WHAT YOU NEED TO DO -
In the travel journal entry below, whose birthdays fall on May 17?

Friday, May 17
Delta 361 DTW > SFO
The Lab
Small Press Traffic
Hal Foster, Unseen
@ Et al. Gallery
May 17 is a triangular nexus in my calendar: birthdays of Lyn Hejinian, Kit Robinson, and Kathleen Frumkin, often celebrated with light remarks about page turning and celestial inevitability. Now that has changed, while the date remains as an index. On that date, Carla Harryman and I determined to travel west, to reconnect and make new connections, prompted by Lyn’s passing but multi-tasking as usual. File under “persons”: “Leaving tomorrow AM for one-week tour of the West Coast (San Francisco, Alameda, Berkeley, San Diego), focusing on people, the best kind of travel,” I wrote on Facebook. But “persons” are an index as well, to their activity and the contexts that surround them. Thus we encounter them.

DATA LINES -
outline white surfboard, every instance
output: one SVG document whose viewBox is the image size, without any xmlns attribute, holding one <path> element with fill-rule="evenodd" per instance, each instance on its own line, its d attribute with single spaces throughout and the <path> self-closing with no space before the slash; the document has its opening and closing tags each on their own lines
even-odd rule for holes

CORRECT RESPONSE -
Lyn Hejinian, Kit Robinson, and Kathleen Frumkin.